- CONSIGNE 1
D'après le texte sur la carte carbone, combien de personnes ont été interrogées lors de l'enquête de 2006 dans la région d'Oxford ?
===============
43Plusieurs simulations récentes réunies par Catherine Bottrill21 ont permis d’estimer que si les quotas de carbone ne concernaient que l’énergie domestique, 30 % des personnes des deux déciles inférieurs auraient des consommations supérieures à la moyenne. Elles seraient donc conduites à acheter des quotas supplémentaires, en dépit de leurs revenus faibles. Cet effet régressif serait au contraire évité avec l’inclusion des transports individuels, et en particulier des voyages en avion, une pratique socialement très marquée. Une enquête de 2006 dans la région d’Oxford a ainsi montré que sur les 500 personnes interrogées, les 50 % les plus riches était responsables de 91 % du total des émissions de GES liées au transport (avion inclus), tandis que les 50 % les plus pauvres n’en avaient émis que 9 %.
44Les consommations d’énergie ont évidemment tendance à augmenter avec le revenu, c’est le cas des transports et surtout de l’avion, mais il y a parfois des variations importantes qui ne sont pas liées au revenu : une importante consommation d’énergie domestique peut être le fait de la taille de la maison comme de sa mauvaise isolation. Inclure à la fois l’énergie domestique et les transports autres que la voiture permettrait de compenser l’un par l’autre et de limiter la pénalisation des plus pauvres.
45On remarquera que dans cette controverse l’empreinte carbone de l’avion n’a pas été utilisée comme argument, alors qu’il s’agit d’un des postes d’émissions de GES les plus lourds et ayant la plus forte croissance.
Les ruraux sont-ils désavantagés par leur dépendance à la voiture ?
46Une objection fréquente adressée à la carte carbone comme à la taxe carbone est celle de la pénalisation des ruraux. Ces derniers seraient désavantagés de se voir traités à égalité avec les urbains alors que leur dépendance à la voiture est beaucoup plus forte que pour les urbains, qui peuvent compter sur les transports en commun.
47L’étude de préfaisabilité rendue en 2008 au ministère de l’environnement permet d’éclairer ce point. Thumim et White sont les auteurs de la partie de ce rapport qui s’attache à estimer les impacts distributifs d’une éventuelle mise en place de la carte carbone, c’est à dire les impacts sur les divers segments de la population22. Leurs calculs se font sur l’hypothèse d’un système de quotas personnels qui s’appliqueraient aux consommations d’énergie domestique et au transport en véhicule individuel (ni l’avion ni les transports en commun ne sont donc pris en compte dans cet exercice).
48Contrairement à ce qui est généralement estimé, les résultats de cette simulation montrent que les ruraux ne seraient pas désavantagés par leur utilisation « obligée » de la voiture mais par les besoins énergétiques de leur maison. Le tableau ci-dessous, élaboré à partir de données britanniques, donne les détails des consommations individuelles d’énergie selon le lieu d’habitation (Tableau 7) :
49Nous retiendrons deux informations données par ce tableau. La première, c’est que les Britanniques émettent deux fois plus de CO2 du fait de leur consommation d’énergie domestique que pour le carburant de leur voiture individuelle. Ce rapport (deux tiers pour la maison et un tiers pour la voiture) s’explique notamment par le fait que l’électricité britannique est majoritairement d’origine thermique.
===============
- CONSIGNE 2
Recopiez sans aucune modification les lignes des entrées, en commençant au tout début des entrées et en terminant à la ligne qui contient « xmin=0 ymin=392 xmax=137 ymax=750 », cette ligne incluse.

Entrées de la collection
===============
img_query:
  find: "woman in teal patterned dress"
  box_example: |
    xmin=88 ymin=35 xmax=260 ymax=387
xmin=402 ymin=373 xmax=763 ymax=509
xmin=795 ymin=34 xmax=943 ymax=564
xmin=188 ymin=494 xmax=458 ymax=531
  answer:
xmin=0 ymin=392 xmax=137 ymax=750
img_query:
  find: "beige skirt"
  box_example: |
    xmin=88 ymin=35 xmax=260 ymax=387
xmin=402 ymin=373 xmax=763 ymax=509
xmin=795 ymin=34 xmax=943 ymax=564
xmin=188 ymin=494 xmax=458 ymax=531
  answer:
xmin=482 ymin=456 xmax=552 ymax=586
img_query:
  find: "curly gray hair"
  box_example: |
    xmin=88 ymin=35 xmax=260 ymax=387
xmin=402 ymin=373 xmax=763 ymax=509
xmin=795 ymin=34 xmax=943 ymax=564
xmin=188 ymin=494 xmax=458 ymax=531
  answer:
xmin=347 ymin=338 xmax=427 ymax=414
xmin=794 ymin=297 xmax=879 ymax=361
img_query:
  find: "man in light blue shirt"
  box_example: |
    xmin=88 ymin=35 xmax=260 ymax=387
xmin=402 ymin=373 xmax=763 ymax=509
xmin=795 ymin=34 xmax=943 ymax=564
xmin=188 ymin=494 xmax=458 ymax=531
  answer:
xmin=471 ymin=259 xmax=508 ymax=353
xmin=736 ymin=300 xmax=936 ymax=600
===============
- RÉPONSE ATTENDUE 1
500 personnes.

- RÉPONSE ATTENDUE 2
img_query:
  find: "woman in teal patterned dress"
  box_example: |
    xmin=88 ymin=35 xmax=260 ymax=387
xmin=402 ymin=373 xmax=763 ymax=509
xmin=795 ymin=34 xmax=943 ymax=564
xmin=188 ymin=494 xmax=458 ymax=531
  answer:
xmin=0 ymin=392 xmax=137 ymax=750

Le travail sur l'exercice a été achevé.